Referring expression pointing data

=== Section Start ===

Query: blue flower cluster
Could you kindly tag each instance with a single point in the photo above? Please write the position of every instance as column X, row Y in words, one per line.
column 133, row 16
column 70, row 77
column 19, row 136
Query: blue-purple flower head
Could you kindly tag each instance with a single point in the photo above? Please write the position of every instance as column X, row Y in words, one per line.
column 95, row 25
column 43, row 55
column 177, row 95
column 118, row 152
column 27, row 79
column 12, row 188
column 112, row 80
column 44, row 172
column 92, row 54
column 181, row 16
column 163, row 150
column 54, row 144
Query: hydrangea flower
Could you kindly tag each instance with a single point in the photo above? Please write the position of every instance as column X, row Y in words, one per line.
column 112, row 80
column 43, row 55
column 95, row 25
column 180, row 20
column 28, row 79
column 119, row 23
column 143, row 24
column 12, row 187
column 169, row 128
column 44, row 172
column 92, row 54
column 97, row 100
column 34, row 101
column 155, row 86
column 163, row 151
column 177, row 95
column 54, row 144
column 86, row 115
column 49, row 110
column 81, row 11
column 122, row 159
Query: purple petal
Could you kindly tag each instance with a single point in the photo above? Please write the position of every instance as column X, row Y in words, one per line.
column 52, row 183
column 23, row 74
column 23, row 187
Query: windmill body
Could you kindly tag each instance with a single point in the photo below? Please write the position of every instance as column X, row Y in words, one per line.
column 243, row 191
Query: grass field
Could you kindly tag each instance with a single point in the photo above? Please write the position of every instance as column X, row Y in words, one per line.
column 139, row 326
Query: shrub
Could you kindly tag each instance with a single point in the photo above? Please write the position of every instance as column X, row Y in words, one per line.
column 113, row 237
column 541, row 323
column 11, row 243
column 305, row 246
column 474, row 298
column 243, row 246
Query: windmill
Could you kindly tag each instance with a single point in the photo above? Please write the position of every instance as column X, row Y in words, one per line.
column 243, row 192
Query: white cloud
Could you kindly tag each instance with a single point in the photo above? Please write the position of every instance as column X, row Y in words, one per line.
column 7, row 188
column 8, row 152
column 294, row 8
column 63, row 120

=== Section End ===

Task instructions
The records above need to be output again, verbatim.

Solution for this exercise
Query: blue flower cluster
Could you kindly tag each instance with a single point in the photo above? Please write the position of every instance as column X, row Y in words, one per line.
column 133, row 16
column 70, row 77
column 19, row 136
Query: blue-purple flower head
Could you kindly tag each instance with a single point in the photo above? Please write the position of every instance as column X, row Y in words, one per line.
column 95, row 25
column 43, row 55
column 177, row 95
column 118, row 152
column 27, row 79
column 12, row 188
column 112, row 80
column 44, row 172
column 92, row 54
column 181, row 16
column 163, row 150
column 54, row 144
Query: hydrangea flower
Could you kindly tag each instance with a single point in the photo above? Please write the position of every instance as column X, row Y in words, one per line.
column 112, row 80
column 43, row 55
column 95, row 25
column 180, row 20
column 28, row 79
column 119, row 23
column 143, row 24
column 12, row 187
column 169, row 128
column 44, row 172
column 92, row 54
column 97, row 100
column 34, row 101
column 155, row 86
column 163, row 151
column 177, row 95
column 54, row 144
column 86, row 115
column 49, row 110
column 81, row 11
column 122, row 159
Query: purple petal
Could you kindly tag each instance with a single point in the photo above? Please write the position of every instance as column X, row Y in words, one per line.
column 52, row 183
column 23, row 74
column 23, row 187
Query: windmill body
Could you kindly tag each instance with a single point in the photo below? Please write the position of every instance as column X, row Y in words, one per line.
column 243, row 191
Query: grass field
Could you kindly tag each instance with a single point in the photo above? Please write the position of every instance as column X, row Y in words, one per line.
column 139, row 326
Query: shrub
Could you kindly tag each instance with a single point in the photo above? Please write the position of every instance as column X, row Y in words, one per line.
column 113, row 237
column 541, row 323
column 11, row 243
column 305, row 246
column 474, row 298
column 243, row 246
Query: windmill
Could you kindly tag each instance with a single point in the photo above? Please write the position of every instance as column X, row Y in words, one per line.
column 243, row 192
Query: white cloud
Could you kindly tag each instance with a single point in the photo above? Please write the position of every instance as column X, row Y in words, one per line.
column 7, row 188
column 8, row 152
column 294, row 8
column 63, row 120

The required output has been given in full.